[Dataset items]
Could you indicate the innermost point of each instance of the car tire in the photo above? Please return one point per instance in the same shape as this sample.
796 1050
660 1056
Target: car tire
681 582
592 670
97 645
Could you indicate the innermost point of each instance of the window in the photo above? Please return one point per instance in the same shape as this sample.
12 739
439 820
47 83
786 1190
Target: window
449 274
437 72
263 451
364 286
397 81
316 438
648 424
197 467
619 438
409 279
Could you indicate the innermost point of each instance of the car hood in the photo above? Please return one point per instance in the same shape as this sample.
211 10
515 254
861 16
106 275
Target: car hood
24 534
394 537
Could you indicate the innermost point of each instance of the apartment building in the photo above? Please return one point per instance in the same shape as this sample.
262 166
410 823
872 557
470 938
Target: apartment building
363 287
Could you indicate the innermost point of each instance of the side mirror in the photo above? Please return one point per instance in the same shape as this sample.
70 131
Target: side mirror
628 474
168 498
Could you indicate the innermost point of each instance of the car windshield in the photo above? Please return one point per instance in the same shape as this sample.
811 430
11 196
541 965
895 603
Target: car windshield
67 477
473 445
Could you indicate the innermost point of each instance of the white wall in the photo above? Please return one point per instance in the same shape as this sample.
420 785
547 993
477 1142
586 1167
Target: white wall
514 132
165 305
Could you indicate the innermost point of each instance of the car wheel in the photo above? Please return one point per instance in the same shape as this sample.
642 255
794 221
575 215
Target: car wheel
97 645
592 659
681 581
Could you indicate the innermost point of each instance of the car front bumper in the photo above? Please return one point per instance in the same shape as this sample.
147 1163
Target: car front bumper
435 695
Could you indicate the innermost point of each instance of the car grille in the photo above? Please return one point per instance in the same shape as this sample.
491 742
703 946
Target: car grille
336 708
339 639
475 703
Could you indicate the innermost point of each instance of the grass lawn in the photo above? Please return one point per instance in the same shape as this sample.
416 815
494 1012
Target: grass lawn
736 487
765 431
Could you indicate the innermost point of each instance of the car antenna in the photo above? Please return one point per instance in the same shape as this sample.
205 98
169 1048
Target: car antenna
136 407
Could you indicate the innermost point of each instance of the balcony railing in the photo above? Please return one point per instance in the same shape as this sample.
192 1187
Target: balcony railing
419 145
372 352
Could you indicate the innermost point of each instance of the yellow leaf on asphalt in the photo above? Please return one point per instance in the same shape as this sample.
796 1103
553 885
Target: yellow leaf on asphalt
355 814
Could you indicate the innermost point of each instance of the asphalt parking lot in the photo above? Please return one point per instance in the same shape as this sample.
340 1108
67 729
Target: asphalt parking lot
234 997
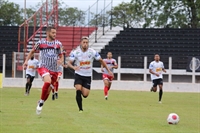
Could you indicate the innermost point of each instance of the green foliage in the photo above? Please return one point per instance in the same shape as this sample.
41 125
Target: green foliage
171 13
127 15
123 112
10 14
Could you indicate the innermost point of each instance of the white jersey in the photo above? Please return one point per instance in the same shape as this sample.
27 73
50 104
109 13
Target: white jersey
84 60
32 65
156 67
109 62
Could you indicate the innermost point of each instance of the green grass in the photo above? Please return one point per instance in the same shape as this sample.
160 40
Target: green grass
124 112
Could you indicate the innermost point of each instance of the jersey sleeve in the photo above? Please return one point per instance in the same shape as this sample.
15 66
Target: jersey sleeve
72 56
163 65
151 65
115 62
37 46
97 55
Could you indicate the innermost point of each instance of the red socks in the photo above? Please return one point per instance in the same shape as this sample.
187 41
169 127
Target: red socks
56 86
45 91
105 90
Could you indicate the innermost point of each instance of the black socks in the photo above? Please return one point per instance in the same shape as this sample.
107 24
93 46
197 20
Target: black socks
79 99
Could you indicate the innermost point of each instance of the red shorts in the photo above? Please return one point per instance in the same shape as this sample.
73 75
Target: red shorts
108 77
43 72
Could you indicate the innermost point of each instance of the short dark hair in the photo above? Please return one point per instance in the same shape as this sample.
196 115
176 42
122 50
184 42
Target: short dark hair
84 37
49 28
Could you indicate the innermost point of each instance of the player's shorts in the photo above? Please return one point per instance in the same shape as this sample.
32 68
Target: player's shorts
43 72
82 80
157 82
28 76
59 74
107 77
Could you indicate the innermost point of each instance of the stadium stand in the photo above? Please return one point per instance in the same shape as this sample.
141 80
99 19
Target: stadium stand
133 44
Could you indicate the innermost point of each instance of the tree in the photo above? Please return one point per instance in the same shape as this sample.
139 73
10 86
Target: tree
100 19
127 15
70 16
171 13
10 14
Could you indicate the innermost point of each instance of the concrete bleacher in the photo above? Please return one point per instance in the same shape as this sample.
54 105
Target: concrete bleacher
8 44
133 44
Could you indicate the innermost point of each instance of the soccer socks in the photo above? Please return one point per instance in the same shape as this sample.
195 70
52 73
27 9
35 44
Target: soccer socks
160 95
45 91
56 86
27 87
79 99
30 85
106 91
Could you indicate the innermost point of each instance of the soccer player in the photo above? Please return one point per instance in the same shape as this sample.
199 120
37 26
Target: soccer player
56 84
83 58
50 58
156 68
107 79
30 73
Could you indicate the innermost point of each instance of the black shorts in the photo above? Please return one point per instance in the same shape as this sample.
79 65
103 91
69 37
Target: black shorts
28 76
157 82
82 80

## EXERCISE INSTRUCTIONS
Output the records above exactly as written, but leave out the pictures.

## THE ANSWER
Could you indicate the innermost point of each instance of the car tire in the photo above? Please return one point per instance in the same shape as this sample.
796 1050
660 1056
Target: car tire
681 582
592 670
97 645
Could you indicate the innermost point of each instance of the window in the photo above? Please return one point per instance in the same shape as this sample.
12 739
439 820
47 83
786 1190
Target: window
449 274
437 72
263 451
364 286
397 81
316 438
648 424
197 467
619 438
409 279
Could you indicate the innermost point of each instance of the car hood in the photo above? Please return one point per instance in the same shape as this sample.
211 10
515 254
861 16
106 275
Target: car hood
24 534
394 537
Could you indicate the innermost point of each instance of the apartment building in the photo above? Please return one point per instance in the same shape as this sample.
262 166
410 823
872 557
470 938
Target: apartment building
363 287
Could you indicate the innermost point of each instance of the side mirror in the photo above? Please return one point per instance in the same shape as this sample.
70 131
Target: side mirror
628 474
168 498
Could you indicate the innermost point of each instance of the car windshield in the photo above? Please return one point per instance in the same shape as this sample.
811 430
11 196
541 965
895 603
Target: car windshield
67 477
473 445
Could you indicate the innermost point of each instance of the white wall in the photo above? Please return one point per instance in the same shape as this sample.
420 785
547 993
477 1142
586 1167
Target: white wall
514 132
165 305
Could you indicate the innermost point of each instance of the car wheel in the photo above? Please return one point per instance in the same shape as this sample.
642 255
794 221
575 215
Target: car wheel
97 645
592 659
681 581
Could you indicate the innermost point of each instance of the car front bumper in the photo above? Please return one point per instance in the same shape as this sample.
147 1163
Target: car front bumper
435 695
Could you indicate the innermost point of each instance of the car grille in the photo above? Please return one point per instance in the same shape as this sample.
491 742
703 946
Target: car grille
336 708
339 639
475 703
Could you indicate the innermost point of each instance of the grass lawn in the photo above? Please return one point per instance in the same shape as this sample.
416 815
494 1012
Target: grass lawn
736 487
765 431
Could you indicate the innermost point of each instance of the car antenna in the photo above? Please return one point per instance in the same shape as this sample.
205 98
169 1048
Target: car antenna
136 407
Could you indicate the innermost point of each instance of the balcony railing in the photo above? Please return one point per instance in the same shape as this sample.
192 1187
Target: balcony railing
419 145
372 352
Could you indicate the innermost point of each instance of the yellow leaf on asphalt in the photo above? Please return one point per instance in the same shape as this sample.
796 1103
553 885
Target: yellow leaf on asphalt
355 814
Could you indicate the innermost point of each instance of the asphalt parking lot in the photo above? Please return one point per instance in the same shape as this sample.
340 1108
67 729
Target: asphalt parking lot
234 997
Could you indicate the innermost point of each instance of the green foliage in the photo above? Please return one point per instance in the same shape as this sample.
41 125
Target: green foliage
171 13
127 15
123 112
10 14
Could you indicate the innermost point of each instance of the white jersey in the photo above? Please return one point per instance in the same shape as this sample.
27 73
50 104
109 13
Target: white jersey
84 60
32 65
156 67
109 62
Could you indicate the innermost point of each instance of the green grass in the photo above? Please return one point per instance in the same shape as this sample.
160 40
Target: green grass
124 112
Could you indicate the innermost point of each instance of the jersey sleeve in the photo above? Please return one point per instance in the same shape as this sample.
15 66
Target: jersey sleeve
72 56
163 65
151 65
115 62
37 46
97 55
Could you indicate the innermost point of each instance of the red socks in the photo above? Please return one point per instance in the same shape as this sample.
187 41
169 127
Target: red socks
56 86
45 91
105 90
Could you indicate the innermost point of each instance of the black socks in the photo above? Please return one point per instance in the same shape as this sample.
107 24
93 46
197 20
Target: black socks
79 99
Could you indicate the innermost point of each instance of the red shorts in the photo above? Please return one point per instance in the same shape as this sample.
73 75
Target: red shorts
108 77
43 72
Could you indicate the innermost point of each instance of the short dark hair in the photo above? Please return one point per instance in the same shape as this sample.
196 115
176 42
122 50
184 42
Target: short dark hair
84 37
49 28
Could you indicate the innermost point of each instance of the player's shorts in the photo above? Please return one point per instance in the same shape as this sample.
32 68
Target: player's shorts
43 72
82 80
157 82
28 76
59 74
107 77
Could you indicate the innermost point of each instance of the stadium stand in the photo above? Please return one point per instance in the same shape as this sample.
141 80
99 19
Target: stadium stand
133 44
Could you indicate the innermost point of each instance of the tree in the photo above? Please return one point per instance in the same shape as this sample.
139 73
10 86
Target: tree
100 19
127 15
70 16
171 13
10 14
Could you indicate the innermost point of each instance of the concrete bleacher in the photo above? Please return one point per instance in the same shape as this sample.
54 105
Target: concrete bleacher
8 44
133 44
Could you indicate the innermost point of each instance of the soccer socks in the photo above? Please return one point per instance in the same shape as this sample.
195 70
52 73
27 9
35 44
Target: soccer socks
160 95
45 91
56 86
27 87
79 99
30 85
106 91
Could you indicate the innermost point of each instance of the soccer player in the photo above? Please return one point per instance in the same shape as this sample.
199 120
37 26
Target: soccer player
56 84
83 58
50 58
156 68
107 79
30 73
Could you indicate the innermost point of each instance of the black shorts in the photo above? Please return one point per instance in the same shape as this sample.
79 65
103 91
69 37
Target: black shorts
28 76
157 82
82 80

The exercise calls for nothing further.